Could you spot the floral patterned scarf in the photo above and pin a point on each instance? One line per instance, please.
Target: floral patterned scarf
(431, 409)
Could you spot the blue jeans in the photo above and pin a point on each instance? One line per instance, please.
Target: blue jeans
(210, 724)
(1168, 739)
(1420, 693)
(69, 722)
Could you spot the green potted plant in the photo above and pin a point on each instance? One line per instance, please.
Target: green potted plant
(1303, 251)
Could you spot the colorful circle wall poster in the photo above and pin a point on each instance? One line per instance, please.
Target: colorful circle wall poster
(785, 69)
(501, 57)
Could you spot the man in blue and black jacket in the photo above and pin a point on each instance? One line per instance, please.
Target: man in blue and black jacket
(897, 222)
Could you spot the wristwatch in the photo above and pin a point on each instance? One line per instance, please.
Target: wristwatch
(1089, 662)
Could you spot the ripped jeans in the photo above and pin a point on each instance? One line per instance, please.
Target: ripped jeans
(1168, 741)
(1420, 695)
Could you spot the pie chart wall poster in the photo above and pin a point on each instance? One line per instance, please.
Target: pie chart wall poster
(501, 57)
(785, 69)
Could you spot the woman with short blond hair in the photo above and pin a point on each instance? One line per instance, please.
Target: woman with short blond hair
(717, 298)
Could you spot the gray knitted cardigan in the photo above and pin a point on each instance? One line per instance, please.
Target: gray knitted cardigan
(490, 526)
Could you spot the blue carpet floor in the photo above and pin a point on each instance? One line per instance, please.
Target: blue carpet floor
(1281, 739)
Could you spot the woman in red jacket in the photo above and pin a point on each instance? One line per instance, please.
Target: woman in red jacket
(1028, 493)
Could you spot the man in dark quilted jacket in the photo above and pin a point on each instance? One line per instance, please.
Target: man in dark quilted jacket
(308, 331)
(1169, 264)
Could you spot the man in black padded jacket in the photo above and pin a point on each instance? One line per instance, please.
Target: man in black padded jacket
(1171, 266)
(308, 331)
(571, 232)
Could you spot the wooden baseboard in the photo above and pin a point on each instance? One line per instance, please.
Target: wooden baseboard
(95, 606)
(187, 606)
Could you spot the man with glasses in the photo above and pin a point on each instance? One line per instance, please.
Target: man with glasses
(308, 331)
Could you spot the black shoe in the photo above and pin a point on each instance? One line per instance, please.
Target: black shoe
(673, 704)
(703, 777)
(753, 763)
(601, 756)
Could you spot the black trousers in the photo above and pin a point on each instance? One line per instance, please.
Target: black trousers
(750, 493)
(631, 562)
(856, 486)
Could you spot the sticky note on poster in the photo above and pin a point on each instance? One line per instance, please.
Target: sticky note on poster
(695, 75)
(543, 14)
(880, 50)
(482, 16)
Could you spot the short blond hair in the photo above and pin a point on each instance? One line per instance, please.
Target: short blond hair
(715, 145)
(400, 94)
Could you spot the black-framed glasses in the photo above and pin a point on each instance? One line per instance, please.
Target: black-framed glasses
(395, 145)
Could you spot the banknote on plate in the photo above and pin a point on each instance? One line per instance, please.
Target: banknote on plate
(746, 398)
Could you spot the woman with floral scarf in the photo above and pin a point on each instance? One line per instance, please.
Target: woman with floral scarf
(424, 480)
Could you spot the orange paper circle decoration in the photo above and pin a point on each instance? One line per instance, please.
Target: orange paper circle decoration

## Brief:
Keep every word the same. Retype all the material.

## Answer area:
Could you spot the floral patterned scarf in the photo above and pin a point on each instance? One line per instance, please.
Target: floral patterned scarf
(431, 409)
Could you spot the blue jeans in the photo above and pin a point on each instance? One line per instance, please.
Target: blue jeans
(210, 724)
(1168, 739)
(1420, 693)
(69, 722)
Could you spot the green potted plant in the photo above and pin a point on each instance? One line per instance, please.
Target: green potted plant
(1303, 251)
Could you spot the colorful circle wall poster in the photo above and pin a point on each instance? One line per instance, please.
Target: colorful circle wall poster
(785, 69)
(501, 57)
Could you spot the man in blue and black jacket in the photo above and pin a point on each instance? One line per instance, please.
Target: man in blue and black jacket
(897, 222)
Could you spot the wristwatch in the photo above and pin a point on each instance? One line per instance, please.
Target: wristwatch
(1089, 662)
Could you spot the ripped jeans in the photo above and pin a point on each instance? One line per instance, please.
Target: ripped jeans
(1168, 741)
(1420, 695)
Could you spot the pie chart wall poster in the photo above and pin a point on each instance? One line per instance, please.
Target: pie chart wall poster
(501, 57)
(785, 69)
Could you spot the woman with short blond hair in the photo above and pin a point on each instance? One line per instance, please.
Target: woman with short blond hair
(717, 298)
Could you spot the gray knitted cardigan in the photo above and pin a point on each instance? One line per instance, please.
Target: gray knitted cardigan
(490, 526)
Could you spot the blue carpet floor in the photo above and pin a point on each instance? One line per instance, please.
Target: blue carpet floor
(1281, 739)
Could you spot the woman in red jacket in the photo above and pin a point on each instance? One line per instance, please.
Target: woman in red jacket
(1028, 493)
Could you spot the man in dark quilted jacket in the photo above and pin a point on each instance? One line per instance, please.
Target: man in dark quilted jacket
(308, 331)
(1169, 264)
Could you spot the man in black padded jacket in the photo above and pin a point on each instance? One line per instance, please.
Target: man in black padded jacket
(1171, 266)
(308, 331)
(571, 232)
Could you spot the wooden baseboard in the photo above and pin a point on each instance? One line per instance, please.
Target: wooden baseboard
(95, 606)
(187, 606)
Could you spot the man with glasses in the photo above and pin a point on each instance? One line per instance, please.
Target: man with glasses
(308, 331)
Could you spot the black shoe in the photo above and pin a point on each instance? One line per instance, please.
Target: black shoe
(673, 704)
(703, 777)
(753, 763)
(601, 756)
Could you spot the black trousers in the photo above and pin a point on each instance? One line per instance, please.
Target: black trousers
(750, 493)
(631, 562)
(856, 486)
Could you spot the sticky note on poster in the photo above and pin a point on each instance? One line per instance, please.
Target: sticky note on poster
(695, 75)
(543, 14)
(880, 50)
(482, 16)
Could you spot the short blond hair in the photo above and pin a point on each instance? One line per instance, please.
Target: short blond hair
(715, 145)
(400, 94)
Could you spot the black-framed glasses in the photo above and pin a point on each instance? One line per instance, please.
Target: black-framed glasses
(395, 145)
Could you spot the banknote on plate in the photo above and pin a point on each instance? One line per instance, please.
Target: banknote on plate
(746, 398)
Could you spot the woman with floral scarf in the photo above and pin a point on each instance? One line per instance, please.
Target: woman with floral scarf
(424, 480)
Could you spot the orange paper circle decoration in the photo above and pin a point on each instance? One line per instance, please.
Target: orange paper circle decoration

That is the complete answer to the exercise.